# Task
Where does the string "target" appear in the material? Copy each line that holds it.

# Available data
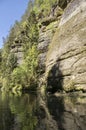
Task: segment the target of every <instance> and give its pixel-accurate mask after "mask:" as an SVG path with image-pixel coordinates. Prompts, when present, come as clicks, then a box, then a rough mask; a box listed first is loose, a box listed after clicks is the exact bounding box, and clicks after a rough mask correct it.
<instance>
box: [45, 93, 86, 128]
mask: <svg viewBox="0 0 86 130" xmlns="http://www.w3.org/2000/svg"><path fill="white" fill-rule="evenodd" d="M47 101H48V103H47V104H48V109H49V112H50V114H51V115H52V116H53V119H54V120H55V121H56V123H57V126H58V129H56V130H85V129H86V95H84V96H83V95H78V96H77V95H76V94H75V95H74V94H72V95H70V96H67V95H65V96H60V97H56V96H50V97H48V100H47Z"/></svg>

---

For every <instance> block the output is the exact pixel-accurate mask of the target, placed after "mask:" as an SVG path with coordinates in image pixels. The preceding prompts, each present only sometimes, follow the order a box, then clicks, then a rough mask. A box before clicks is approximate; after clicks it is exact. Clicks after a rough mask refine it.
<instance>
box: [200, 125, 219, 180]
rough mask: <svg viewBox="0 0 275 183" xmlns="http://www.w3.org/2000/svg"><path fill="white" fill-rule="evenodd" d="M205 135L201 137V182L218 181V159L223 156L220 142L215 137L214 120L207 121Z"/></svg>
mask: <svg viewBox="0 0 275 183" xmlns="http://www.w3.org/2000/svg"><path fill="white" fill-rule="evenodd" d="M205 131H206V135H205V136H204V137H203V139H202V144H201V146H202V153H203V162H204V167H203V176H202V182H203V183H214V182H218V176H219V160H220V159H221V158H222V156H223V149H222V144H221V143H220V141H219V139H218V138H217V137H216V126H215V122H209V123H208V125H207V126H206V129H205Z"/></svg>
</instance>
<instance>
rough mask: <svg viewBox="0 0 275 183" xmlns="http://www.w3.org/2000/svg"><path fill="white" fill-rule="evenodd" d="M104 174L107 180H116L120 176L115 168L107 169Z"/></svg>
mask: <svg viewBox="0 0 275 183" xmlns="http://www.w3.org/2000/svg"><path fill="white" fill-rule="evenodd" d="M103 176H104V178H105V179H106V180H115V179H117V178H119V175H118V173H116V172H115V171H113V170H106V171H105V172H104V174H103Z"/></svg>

# Expected answer
Task: segment the target of every <instance> and give its pixel-accurate mask after "mask:" as an SVG path with image-pixel coordinates. Prompts, when present, come as clicks, then a box, then a rough mask; a box listed first is loose, a box listed after clicks is the exact bounding box, and clicks after a rough mask correct it.
For every <instance> block the output is the exact pixel-accurate mask of the target, placed after "mask:" as an SVG path with coordinates in image pixels. The preceding prompts, each present only sometimes, follow the order a box, then clicks, then a rough mask. A box before clicks is approximate; after clicks it is exact. Clicks after a rough mask refine it.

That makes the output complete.